#### Énoncé
Pouvez-vous écrire la suite de l'article ci-dessous sur les risques psychosociaux dans les entreprises en crise, en reprenant après sa dernière phrase ?

Surcroît de risques psychosociaux dans les entreprises en crise

par Clotilde de Gastines / 06 juillet 2015

Travail plus intense, marges de manœuvre réduites, rapports sociaux tendus... les salariés des entreprises en crise sont surexposés aux risques psychosociaux, d’où une fragilisation de leur santé mentale. C’est ce qu’indique une récente étude de la Dares.

La situation économique d’une entreprise détermine en partie les risques psychosociaux (RPS) auxquels sont exposés ses salariés. Telle est la conclusion d’une analyse des données de l’enquête Conditions de travail 2013, pubiée en juin par la direction de l’Animation de la recherche, des Etudes et des Statistiques (Dares) du ministère du Travail.

Sans surprise, les salariés d’établissements « en crise » sont surexposés aux risques psychosociaux. Ils connaissent une plus grande insécurité de l’emploi, un travail plus intense, des marges de manœuvre réduites et des rapports sociaux plus tendus que ceux des établissements « stables ». Leur santé mentale apparaît même fragilisée, avec trois fois plus de risques dépressifs que dans une entreprise « stable ». Ils déclarent également plus souvent que leur santé est « moyenne, mauvaise ou très mauvaise » ou bien que leur travail est « plutôt mauvais pour leur santé ». L’intensité émotionnelle du travail est un peu plus forte, notamment la nécessité de « devoir cacher ses émotions » dans le travail, mais ne se distingue pas significativement pour les autres aspects (« travailler en contact avec des personnes en situation de détresse » ou « devoir calmer des gens »). Dans les établissements « restructurés », où les salariés sont plus exposés à l’insécurité économique, la santé perçue apparaît un peu moins bonne que dans les établissements « stables ».

#### Données sources
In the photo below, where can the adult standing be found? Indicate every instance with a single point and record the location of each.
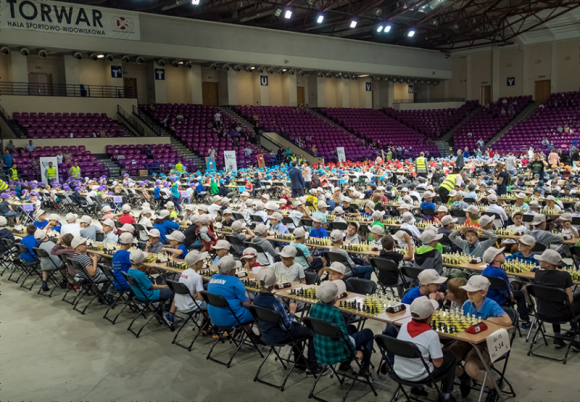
(307, 175)
(296, 180)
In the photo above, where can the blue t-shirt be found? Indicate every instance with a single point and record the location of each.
(30, 242)
(144, 286)
(318, 233)
(411, 295)
(40, 225)
(501, 297)
(489, 308)
(234, 291)
(121, 263)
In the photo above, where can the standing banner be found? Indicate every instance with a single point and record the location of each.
(230, 161)
(341, 154)
(44, 164)
(69, 19)
(209, 164)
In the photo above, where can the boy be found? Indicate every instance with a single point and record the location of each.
(441, 364)
(331, 351)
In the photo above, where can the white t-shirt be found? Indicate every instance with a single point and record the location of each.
(194, 282)
(428, 344)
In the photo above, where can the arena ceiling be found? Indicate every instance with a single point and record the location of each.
(437, 24)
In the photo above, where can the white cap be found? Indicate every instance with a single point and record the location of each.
(86, 219)
(177, 236)
(222, 245)
(126, 238)
(429, 236)
(194, 256)
(476, 283)
(327, 291)
(266, 278)
(422, 307)
(428, 276)
(39, 234)
(288, 252)
(550, 256)
(77, 241)
(491, 253)
(336, 235)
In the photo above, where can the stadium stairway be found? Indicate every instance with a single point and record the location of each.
(527, 112)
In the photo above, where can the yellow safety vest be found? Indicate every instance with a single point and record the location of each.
(421, 164)
(449, 182)
(50, 173)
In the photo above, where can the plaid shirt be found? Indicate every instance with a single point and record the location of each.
(331, 351)
(520, 256)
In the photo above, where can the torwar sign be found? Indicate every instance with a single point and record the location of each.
(70, 19)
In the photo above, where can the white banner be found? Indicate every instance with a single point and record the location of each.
(44, 165)
(70, 19)
(231, 163)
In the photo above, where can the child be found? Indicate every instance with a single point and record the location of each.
(441, 364)
(177, 249)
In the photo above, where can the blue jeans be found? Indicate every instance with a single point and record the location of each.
(364, 342)
(363, 271)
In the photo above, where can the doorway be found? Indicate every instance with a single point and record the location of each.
(130, 85)
(40, 84)
(210, 93)
(485, 97)
(543, 90)
(300, 96)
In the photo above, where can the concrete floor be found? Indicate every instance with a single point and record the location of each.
(51, 353)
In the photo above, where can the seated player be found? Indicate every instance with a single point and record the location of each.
(441, 364)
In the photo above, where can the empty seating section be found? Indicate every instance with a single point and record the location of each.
(559, 110)
(489, 121)
(63, 125)
(194, 130)
(310, 128)
(29, 168)
(133, 158)
(432, 122)
(374, 125)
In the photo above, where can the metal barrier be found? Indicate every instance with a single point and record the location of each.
(82, 91)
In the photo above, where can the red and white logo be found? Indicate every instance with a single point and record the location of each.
(123, 23)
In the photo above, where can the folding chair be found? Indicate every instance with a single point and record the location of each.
(143, 305)
(193, 315)
(407, 350)
(552, 295)
(330, 330)
(272, 317)
(219, 301)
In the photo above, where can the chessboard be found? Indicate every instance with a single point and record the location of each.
(452, 322)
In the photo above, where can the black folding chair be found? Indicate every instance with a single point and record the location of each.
(555, 296)
(406, 350)
(330, 330)
(219, 301)
(265, 315)
(179, 288)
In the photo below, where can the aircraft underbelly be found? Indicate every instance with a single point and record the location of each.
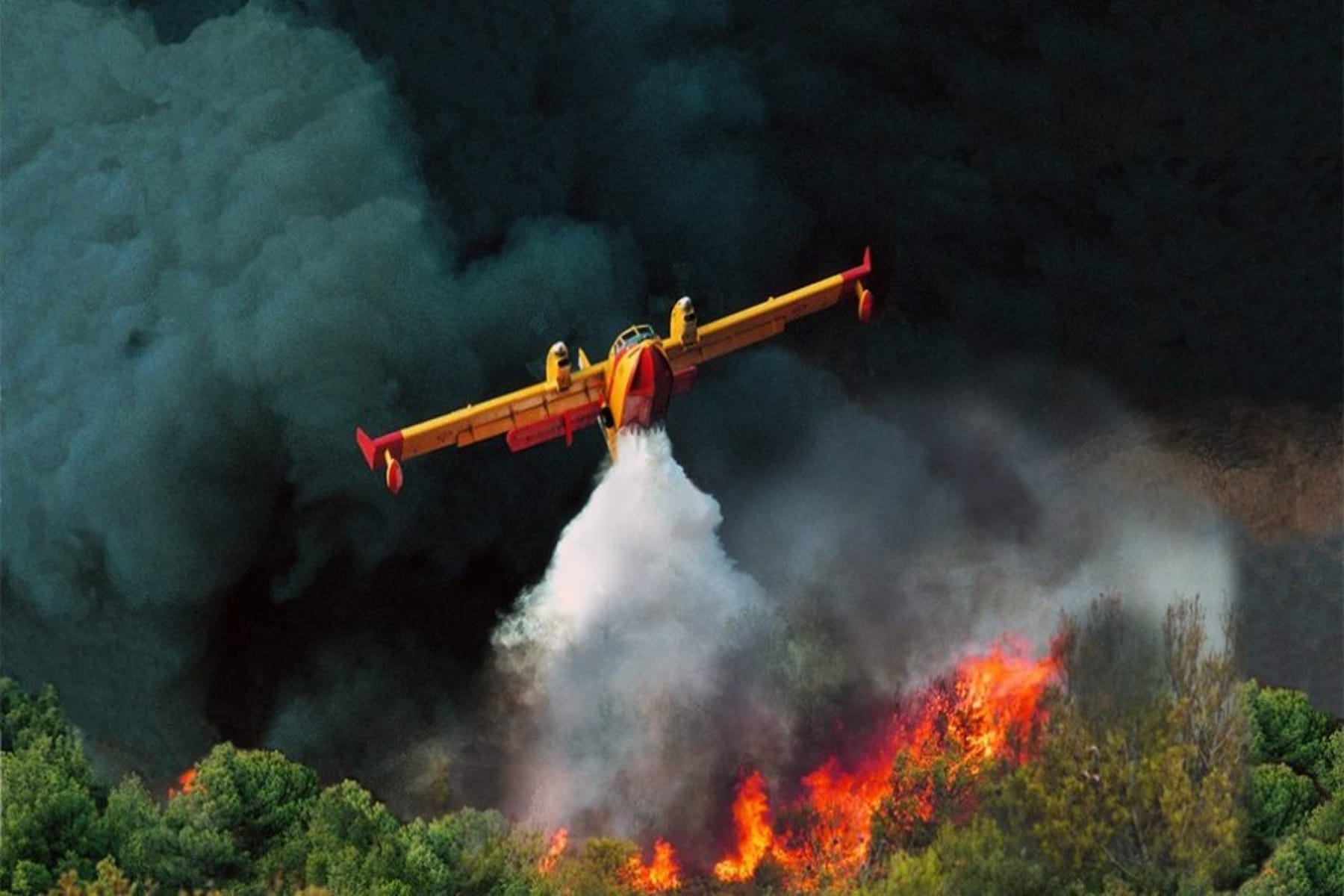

#### Corrigé
La crainte de se retrouver au chômage

L’enquête interroge aussi les employeurs sur le degré d’exposition de leurs salariés aux différents risques psychosociaux. De façon cohérente avec les réponses des salariés, les employeurs indiquent plus souvent que leurs salariés craignent « de se retrouver au chômage » dans les établissements « flexibles » (qui ont connu des hauts et des bas), « restructurés » et surtout « en crise ». En revanche, les problèmes de qualité du travail (conflits de valeurs) sont plus souvent évoqués par les employeurs des établissements « en croissance », comme si, dans les établissements dynamiques, les employeurs s’attendaient à vivre des tensions associées à une charge de travail croissante, alors que leurs salariés, rassurés quant à leur avenir, ne se plaignent pas particulièrement de leurs conditions de travail.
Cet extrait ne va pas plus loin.